■ SELECTED EXTRACT
· · · ·
# My compositions.



## macgeek2005

Hey everyone,

Since I'm a composer I figured I ought to post links to some of my works here. I'll just post a handful, and you can check out whatever interests you!

1st movement of my 2nd symphony: 




1st movement of my 3rd symphony: 




2nd movement of my 3rd symphony: 




4th movement of my 3rd symphony: 




4th movement of my 1st string quartet: 




2nd movement of my 1st piano sonata: 




The videos of my 3rd symphony are conducted by my brother, by the way.  He's younger than I, and going to Curtis this fall.


----------



## Couchie

What I listened to was good, but then again you do tag yourself as a _"Talented Composer Talent Gifted Prodigal Prodigy Wolfgang Amadeus Mozart Franz Joseph Haydn Brilliant Student"_.

Also, I'd look up the definition of _"Prodigal"_... :lol:


----------



## emiellucifuge

Certainly very very old fashioned, and therefore doesnt really offer me any great philosophical revelations.
But certainly very beautiful and extremely skillfully composed, well done!


----------



## Aramis

emiellucifuge said:


> doesnt really offer me any great philosophical revelations


----------



## emiellucifuge

Well I would rather not get into this whole purpose of art discussion here, but I certainly do find this in the masterpieces


----------



## Rasa

Skillfull, stylish and obsolete.


----------



## Jeremy Marchant

emiellucifuge said:


> Certainly very very old fashioned, and therefore doesnt really offer me any great philosophical revelations.


They are pastiches. Why write music that betrays nothing of the past two centuries and more? What are you frightened of?


----------



## emiellucifuge

Nothing, I enjoyed its beauty. Though, for the above reasons its not something I would repeatedly listen to.


----------



## macgeek2005

Well, I didn't thoroughly study the definition of "prodigy" but ever since I was little (when I began playing pieces by Bach, Purcell, Handel, etc on the piano entirely by ear at age 3), people have said I'm a prodigy. I'm not attached to that label by any means, and I'm not an arrogant person.. I do recognize that I have musical talent though. I began composing at age seven, and had completed two symphonies by age 14, without much formal training.
· · · ·
■ DATA TO USE
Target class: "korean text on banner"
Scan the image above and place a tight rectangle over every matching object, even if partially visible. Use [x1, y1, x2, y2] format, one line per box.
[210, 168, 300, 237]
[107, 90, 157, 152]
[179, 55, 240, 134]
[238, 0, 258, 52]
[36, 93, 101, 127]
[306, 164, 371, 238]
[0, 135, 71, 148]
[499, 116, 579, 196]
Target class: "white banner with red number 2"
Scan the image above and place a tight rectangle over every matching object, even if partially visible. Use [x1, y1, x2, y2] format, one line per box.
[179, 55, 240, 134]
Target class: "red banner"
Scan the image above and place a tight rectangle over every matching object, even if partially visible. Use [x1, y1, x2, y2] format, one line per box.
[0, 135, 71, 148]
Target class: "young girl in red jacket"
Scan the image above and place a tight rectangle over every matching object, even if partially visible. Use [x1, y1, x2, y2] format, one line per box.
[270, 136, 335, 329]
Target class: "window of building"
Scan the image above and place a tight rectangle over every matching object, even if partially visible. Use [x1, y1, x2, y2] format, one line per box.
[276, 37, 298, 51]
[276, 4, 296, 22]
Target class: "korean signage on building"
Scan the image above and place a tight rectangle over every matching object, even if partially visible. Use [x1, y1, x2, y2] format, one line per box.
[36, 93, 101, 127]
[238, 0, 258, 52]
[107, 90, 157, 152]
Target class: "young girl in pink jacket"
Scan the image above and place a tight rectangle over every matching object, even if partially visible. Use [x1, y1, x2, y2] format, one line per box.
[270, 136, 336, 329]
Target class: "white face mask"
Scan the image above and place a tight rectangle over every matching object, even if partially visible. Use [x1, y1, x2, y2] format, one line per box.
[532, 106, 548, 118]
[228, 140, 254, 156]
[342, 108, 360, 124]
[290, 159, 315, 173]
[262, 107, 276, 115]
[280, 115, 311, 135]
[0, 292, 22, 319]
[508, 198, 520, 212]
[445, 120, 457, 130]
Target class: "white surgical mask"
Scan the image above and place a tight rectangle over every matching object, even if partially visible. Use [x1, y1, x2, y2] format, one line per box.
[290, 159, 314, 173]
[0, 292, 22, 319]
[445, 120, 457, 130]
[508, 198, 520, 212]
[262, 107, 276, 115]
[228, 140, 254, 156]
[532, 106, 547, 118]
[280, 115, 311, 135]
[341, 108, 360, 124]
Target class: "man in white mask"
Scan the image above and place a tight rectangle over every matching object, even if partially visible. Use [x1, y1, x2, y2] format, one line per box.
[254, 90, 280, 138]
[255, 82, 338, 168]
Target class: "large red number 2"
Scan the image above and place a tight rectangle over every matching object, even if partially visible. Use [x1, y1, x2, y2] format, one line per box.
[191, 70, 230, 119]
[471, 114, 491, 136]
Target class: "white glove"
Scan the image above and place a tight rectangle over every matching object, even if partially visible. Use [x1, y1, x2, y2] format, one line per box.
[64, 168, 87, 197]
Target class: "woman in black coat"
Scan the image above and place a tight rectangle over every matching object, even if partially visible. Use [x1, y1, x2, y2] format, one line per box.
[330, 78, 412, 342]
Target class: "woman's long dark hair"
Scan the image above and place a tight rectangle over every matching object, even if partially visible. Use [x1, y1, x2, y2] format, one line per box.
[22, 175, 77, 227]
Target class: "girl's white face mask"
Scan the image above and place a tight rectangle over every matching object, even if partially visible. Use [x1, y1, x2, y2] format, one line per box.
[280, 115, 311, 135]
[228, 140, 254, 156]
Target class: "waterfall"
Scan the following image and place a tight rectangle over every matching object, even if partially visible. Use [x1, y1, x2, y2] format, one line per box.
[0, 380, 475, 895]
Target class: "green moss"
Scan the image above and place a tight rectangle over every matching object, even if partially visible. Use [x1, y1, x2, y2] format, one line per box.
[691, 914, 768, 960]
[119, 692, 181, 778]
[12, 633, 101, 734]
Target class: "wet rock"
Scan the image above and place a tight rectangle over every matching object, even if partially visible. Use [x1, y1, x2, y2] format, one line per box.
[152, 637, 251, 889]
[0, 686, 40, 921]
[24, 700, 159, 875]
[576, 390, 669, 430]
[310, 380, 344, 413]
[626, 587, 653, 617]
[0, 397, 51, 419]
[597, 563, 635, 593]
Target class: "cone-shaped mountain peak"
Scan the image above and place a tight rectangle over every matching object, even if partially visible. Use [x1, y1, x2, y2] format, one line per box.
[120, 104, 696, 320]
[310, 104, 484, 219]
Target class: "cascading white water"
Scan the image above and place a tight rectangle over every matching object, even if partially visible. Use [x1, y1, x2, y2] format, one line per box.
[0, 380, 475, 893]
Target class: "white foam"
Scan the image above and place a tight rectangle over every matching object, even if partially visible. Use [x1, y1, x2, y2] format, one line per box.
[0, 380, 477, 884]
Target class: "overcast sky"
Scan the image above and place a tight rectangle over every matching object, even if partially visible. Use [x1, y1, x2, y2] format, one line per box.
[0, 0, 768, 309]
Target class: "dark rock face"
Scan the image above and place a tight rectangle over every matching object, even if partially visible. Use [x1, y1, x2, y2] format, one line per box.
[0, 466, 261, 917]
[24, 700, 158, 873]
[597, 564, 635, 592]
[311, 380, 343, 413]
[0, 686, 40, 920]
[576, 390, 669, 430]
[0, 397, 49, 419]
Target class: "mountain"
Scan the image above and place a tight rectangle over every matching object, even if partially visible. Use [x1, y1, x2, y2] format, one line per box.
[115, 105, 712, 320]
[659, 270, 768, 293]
· · · ·
■ WORK TO COMPLETE
(A) From the forum thread about the compositions, reproduce everything from "What I listened" down to "composed, well done!".
(B) Transcribe everything in the records from their first line down to the line containing "[499, 116, 579, 196]", including both of those lines.
The thread and the records were drawn from unrelated sources.

■ EXERCISE RESULTS
(A)
What I listened to was good, but then again you do tag yourself as a _"Talented Composer Talent Gifted Prodigal Prodigy Wolfgang Amadeus Mozart Franz Joseph Haydn Brilliant Student"_.

Also, I'd look up the definition of _"Prodigal"_... :lol:


----------



## emiellucifuge

Certainly very very old fashioned, and therefore doesnt really offer me any great philosophical revelations.
But certainly very beautiful and extremely skillfully composed, well done!

(B)
Target class: "korean text on banner"
Scan the image above and place a tight rectangle over every matching object, even if partially visible. Use [x1, y1, x2, y2] format, one line per box.
[210, 168, 300, 237]
[107, 90, 157, 152]
[179, 55, 240, 134]
[238, 0, 258, 52]
[36, 93, 101, 127]
[306, 164, 371, 238]
[0, 135, 71, 148]
[499, 116, 579, 196]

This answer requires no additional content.